#### Given text:
========
“Exhibitionism is when a person experiences sexual excitation from the fantasy of being observed naked or engaged in sexual activity, or from actually being observed while naked or engaged in sexual activity,” explains AASECT-certified sex therapist Indigo Stray Conger, LMFT, CST.
Importantly, this consensual kink is completely different and separate from the mental health condition known as exhibitionistic disorder, which involves deriving “recurrent and intense sexual arousal from the exposure of one’s genitals to an unsuspecting person, usually a stranger,” Stray Conger says. The key difference is in the lack of consent and the distress the person may feel about their own desires.
“Healthy exhibitionism is a sex-positive celebration of the erotic and should not be confused with exhibitionistic disorder,” she says.
========
#### Work item A:
Quote every passage in the text on exhibitionism that appears inside quotation marks.
#### Work item B:
Pick up the text on exhibitionism after its final sentence and carry it forward.

#### Material provided:
========
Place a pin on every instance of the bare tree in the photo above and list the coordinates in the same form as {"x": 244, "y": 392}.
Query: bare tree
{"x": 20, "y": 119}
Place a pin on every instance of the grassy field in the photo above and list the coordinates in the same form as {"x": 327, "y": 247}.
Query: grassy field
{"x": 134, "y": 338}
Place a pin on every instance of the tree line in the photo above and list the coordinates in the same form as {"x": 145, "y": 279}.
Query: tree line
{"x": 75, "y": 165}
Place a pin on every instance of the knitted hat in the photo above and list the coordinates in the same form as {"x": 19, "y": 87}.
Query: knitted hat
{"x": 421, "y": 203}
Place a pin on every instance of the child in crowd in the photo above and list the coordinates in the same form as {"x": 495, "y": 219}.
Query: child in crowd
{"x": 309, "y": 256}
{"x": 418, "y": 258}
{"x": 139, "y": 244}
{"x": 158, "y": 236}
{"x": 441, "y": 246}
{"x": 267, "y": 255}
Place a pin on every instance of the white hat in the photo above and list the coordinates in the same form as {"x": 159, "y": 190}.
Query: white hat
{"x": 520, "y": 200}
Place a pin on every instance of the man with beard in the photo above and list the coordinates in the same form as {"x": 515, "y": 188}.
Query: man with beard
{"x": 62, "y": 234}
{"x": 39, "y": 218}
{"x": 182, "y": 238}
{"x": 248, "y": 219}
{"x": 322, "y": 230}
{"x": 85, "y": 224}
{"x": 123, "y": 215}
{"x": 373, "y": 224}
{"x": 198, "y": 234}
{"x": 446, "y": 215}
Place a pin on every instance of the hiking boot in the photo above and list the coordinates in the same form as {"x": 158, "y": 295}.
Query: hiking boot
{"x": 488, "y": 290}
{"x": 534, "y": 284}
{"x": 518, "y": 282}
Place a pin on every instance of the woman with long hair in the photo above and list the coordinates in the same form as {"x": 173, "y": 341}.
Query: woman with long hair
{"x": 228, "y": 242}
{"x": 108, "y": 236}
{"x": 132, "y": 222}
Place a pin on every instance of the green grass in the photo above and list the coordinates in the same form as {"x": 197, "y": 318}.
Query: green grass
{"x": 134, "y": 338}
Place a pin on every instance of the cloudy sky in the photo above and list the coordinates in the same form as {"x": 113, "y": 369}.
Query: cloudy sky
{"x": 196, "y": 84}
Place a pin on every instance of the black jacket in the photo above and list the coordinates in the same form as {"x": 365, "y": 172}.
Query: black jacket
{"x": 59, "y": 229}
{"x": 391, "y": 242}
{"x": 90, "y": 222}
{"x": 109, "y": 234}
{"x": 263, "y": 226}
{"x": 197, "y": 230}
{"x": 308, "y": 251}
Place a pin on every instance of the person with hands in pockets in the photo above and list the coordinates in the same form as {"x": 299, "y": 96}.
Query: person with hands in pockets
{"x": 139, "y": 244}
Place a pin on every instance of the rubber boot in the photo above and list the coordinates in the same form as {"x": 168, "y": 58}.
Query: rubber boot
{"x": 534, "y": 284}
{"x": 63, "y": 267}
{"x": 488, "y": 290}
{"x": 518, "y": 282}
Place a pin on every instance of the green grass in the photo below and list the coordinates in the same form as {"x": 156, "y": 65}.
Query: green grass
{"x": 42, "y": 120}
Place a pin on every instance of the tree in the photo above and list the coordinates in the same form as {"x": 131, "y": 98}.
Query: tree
========
#### Answer box A:
1. "Exhibitionism is when a person experiences sexual excitation from the fantasy of being observed naked or engaged in sexual activity, or from actually being observed while naked or engaged in sexual activity,"
2. "recurrent and intense sexual arousal from the exposure of one's genitals to an unsuspecting person, usually a stranger,"
3. "Healthy exhibitionism is a sex-positive celebration of the erotic and should not be confused with exhibitionistic disorder,"

#### Answer box B:
The desire to incorporate being watched by others into sexual activity is an extremely common fantasy, Stray Conger says. According to Zhana Vrangalova, Ph.D., New York University professor of human sexuality and sexpert for LELO, a recent study showed that, “66% of men and 57% of women fantasize about having sex ‘openly in a public place,’ and 82% of both genders fantasize about having sex in an ‘unusual’ place, including offices, public toilets, etc.”
“Most of us have at least a little bit of an exhibitionist streak in us: This, like anything else in psychology, exists on a spectrum, and it is perfectly normal and healthy,” Vrangalova adds.
Though bringing that fantasy into reality is slightly less common, it still occurs frequently enough via the robust swinging or “lifestyle” community, says Stray-Conger.